» **TASK OBJECTIVE**
Every record that follows should appear again in your answer, exactly the same.

» **EXERCISE MATERIALS**

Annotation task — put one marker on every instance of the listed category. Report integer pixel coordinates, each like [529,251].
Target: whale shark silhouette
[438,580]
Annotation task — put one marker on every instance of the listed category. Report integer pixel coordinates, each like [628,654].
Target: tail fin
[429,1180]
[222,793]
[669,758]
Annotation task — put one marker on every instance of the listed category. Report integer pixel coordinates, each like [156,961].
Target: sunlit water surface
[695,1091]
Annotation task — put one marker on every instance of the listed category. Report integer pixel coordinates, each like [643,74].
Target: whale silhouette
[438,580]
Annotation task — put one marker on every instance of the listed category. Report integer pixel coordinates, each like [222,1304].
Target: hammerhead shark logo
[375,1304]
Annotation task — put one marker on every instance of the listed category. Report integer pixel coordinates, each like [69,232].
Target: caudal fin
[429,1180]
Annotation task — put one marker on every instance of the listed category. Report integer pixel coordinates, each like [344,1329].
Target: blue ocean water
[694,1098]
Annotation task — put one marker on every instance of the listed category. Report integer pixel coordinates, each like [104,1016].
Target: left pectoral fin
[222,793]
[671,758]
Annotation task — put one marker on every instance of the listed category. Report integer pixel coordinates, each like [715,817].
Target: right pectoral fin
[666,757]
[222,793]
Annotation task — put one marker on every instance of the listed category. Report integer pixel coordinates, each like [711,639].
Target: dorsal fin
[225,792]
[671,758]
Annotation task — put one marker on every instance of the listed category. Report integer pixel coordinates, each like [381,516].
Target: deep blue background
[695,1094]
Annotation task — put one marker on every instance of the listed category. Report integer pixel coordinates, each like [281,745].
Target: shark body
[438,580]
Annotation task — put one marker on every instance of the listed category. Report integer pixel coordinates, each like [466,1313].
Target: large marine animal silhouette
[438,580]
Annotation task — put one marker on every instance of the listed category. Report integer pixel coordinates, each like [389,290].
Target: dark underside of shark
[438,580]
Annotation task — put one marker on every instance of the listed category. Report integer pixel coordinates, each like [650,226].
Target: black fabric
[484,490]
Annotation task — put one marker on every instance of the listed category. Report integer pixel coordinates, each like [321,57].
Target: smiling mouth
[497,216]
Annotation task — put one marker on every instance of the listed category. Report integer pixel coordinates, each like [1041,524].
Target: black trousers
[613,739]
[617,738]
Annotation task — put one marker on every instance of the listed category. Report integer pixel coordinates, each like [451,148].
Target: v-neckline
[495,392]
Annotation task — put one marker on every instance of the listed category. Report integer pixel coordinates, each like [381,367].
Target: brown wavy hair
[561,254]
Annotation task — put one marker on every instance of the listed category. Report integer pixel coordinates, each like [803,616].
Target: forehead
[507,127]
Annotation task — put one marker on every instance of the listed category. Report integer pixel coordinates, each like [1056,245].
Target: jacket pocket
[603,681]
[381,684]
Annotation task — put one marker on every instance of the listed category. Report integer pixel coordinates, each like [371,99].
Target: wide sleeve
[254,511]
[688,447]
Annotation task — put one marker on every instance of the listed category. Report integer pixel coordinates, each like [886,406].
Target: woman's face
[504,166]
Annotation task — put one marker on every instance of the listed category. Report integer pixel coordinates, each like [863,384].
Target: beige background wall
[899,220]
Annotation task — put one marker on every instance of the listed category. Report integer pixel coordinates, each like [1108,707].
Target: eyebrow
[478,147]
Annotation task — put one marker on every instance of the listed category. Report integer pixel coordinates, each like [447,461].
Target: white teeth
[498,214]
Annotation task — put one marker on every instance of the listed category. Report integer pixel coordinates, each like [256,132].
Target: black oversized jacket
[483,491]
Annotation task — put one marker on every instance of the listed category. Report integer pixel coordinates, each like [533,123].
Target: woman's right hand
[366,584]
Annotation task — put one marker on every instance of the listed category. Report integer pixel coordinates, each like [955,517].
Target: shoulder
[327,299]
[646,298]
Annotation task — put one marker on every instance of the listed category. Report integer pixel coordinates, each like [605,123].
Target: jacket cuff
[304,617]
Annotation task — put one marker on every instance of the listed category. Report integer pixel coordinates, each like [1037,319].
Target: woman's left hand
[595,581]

» **COMPLETED EXERCISE**
Annotation task — put one marker on every instance of the listed category. Report integer pixel coordinates, each like [529,251].
Target: whale shark silhouette
[438,580]
Annotation task — put one marker on every instance of the listed category. Report integer pixel coordinates, each like [628,654].
Target: tail fin
[429,1180]
[222,793]
[669,758]
Annotation task — put one marker on every instance of the listed category. Report integer pixel coordinates, each like [156,961].
Target: sunlit water surface
[695,1091]
Annotation task — put one marker on every instance of the listed category. Report integer pixel coordinates, each like [643,74].
Target: whale silhouette
[438,580]
Annotation task — put one marker on every instance of the listed category. Report integer pixel coordinates, each like [222,1304].
Target: hammerhead shark logo
[375,1304]
Annotation task — put one marker on every instance of the listed category. Report integer pixel coordinates, each like [69,232].
Target: caudal fin
[429,1180]
Annotation task — put one marker on every instance of the listed category. Report integer pixel coordinates, each like [344,1329].
Target: blue ocean water
[694,1098]
Annotation task — put one marker on every instance of the listed category. Report integer pixel coordinates, each like [104,1016].
Target: left pectoral fin
[222,793]
[671,758]
Annotation task — put one marker on every instance of the listed category. Report integer pixel coordinates, each like [715,817].
Target: right pectoral fin
[666,757]
[222,793]
Annotation task — put one marker on every instance of the listed category. Report integer pixel coordinates, each like [711,639].
Target: dorsal fin
[225,792]
[671,758]
Annotation task — put one marker on every instance of the listed category. Report integer pixel coordinates, each like [381,516].
Target: deep blue background
[695,1094]
Annotation task — put one marker on every instance of the listed category. Report integer pixel coordinates, each like [281,745].
Target: shark body
[438,580]
Annotation task — put one marker on every instance of the listed category. Report integer pixel coordinates, each like [466,1313].
Target: large marine animal silhouette
[438,580]
Annotation task — put one marker on every instance of the listed category. Report integer pixel coordinates, each like [389,290].
Target: dark underside of shark
[438,580]
Annotation task — put one marker on every instance of the listed category. Report integer pixel coordinates, each like [650,226].
Target: black fabric
[484,490]
Annotation task — put one marker on every instance of the listed category. Report integer pixel coordinates, each like [321,57].
Target: smiling mouth
[497,216]
Annotation task — put one marker on every instance of the listed category. Report integer pixel coordinates, each like [1041,524].
Target: black trousers
[613,739]
[617,738]
Annotation task — put one marker on every instance of the listed category. Report integer pixel coordinates, each like [451,148].
Target: v-neckline
[495,392]
Annotation task — put one marker on every instance of the listed category. Report integer pixel coordinates, each like [381,367].
Target: brown wavy hair
[561,254]
Annotation task — put one marker on every instance of the listed category. Report integer pixel coordinates, each like [803,616].
Target: forehead
[507,127]
Annotation task — put one marker on every instance of the listed category. Report integer pixel coordinates, each like [1056,245].
Target: jacket pocket
[603,681]
[381,684]
Annotation task — put one marker on every instance of the listed category. Report integer pixel coordinates, each like [371,99].
Target: wide sleeve
[254,511]
[688,447]
Annotation task — put one marker on every instance of the listed category. Report integer pixel coordinates, each like [886,406].
Target: woman's face
[504,166]
Annotation task — put one marker on every instance of the listed category. Report integer pixel coordinates, each like [863,384].
Target: beige background wall
[899,220]
Annotation task — put one marker on every instance of the listed category. Report integer pixel coordinates, each like [1108,707].
Target: eyebrow
[478,147]
Annotation task — put one marker on every instance of the listed category. Report integer pixel coordinates, each like [447,461].
Target: white teeth
[498,214]
Annotation task — put one marker on every instance of the listed category. Report integer pixel coordinates, each like [256,132].
Target: black oversized jacket
[483,491]
Annotation task — put one marker on every instance of the listed category. Report integer pixel coordinates, each like [533,123].
Target: woman's right hand
[366,584]
Annotation task — put one marker on every instance of the listed category. Report integer pixel coordinates, each like [955,517].
Target: shoulder
[327,299]
[646,298]
Annotation task — put one marker on every instance of the listed category. Report integer pixel coordinates, each like [605,123].
Target: jacket cuff
[304,617]
Annotation task — put one marker on every instance of the listed category. Report integer pixel coordinates, each like [1037,319].
Target: woman's left hand
[595,581]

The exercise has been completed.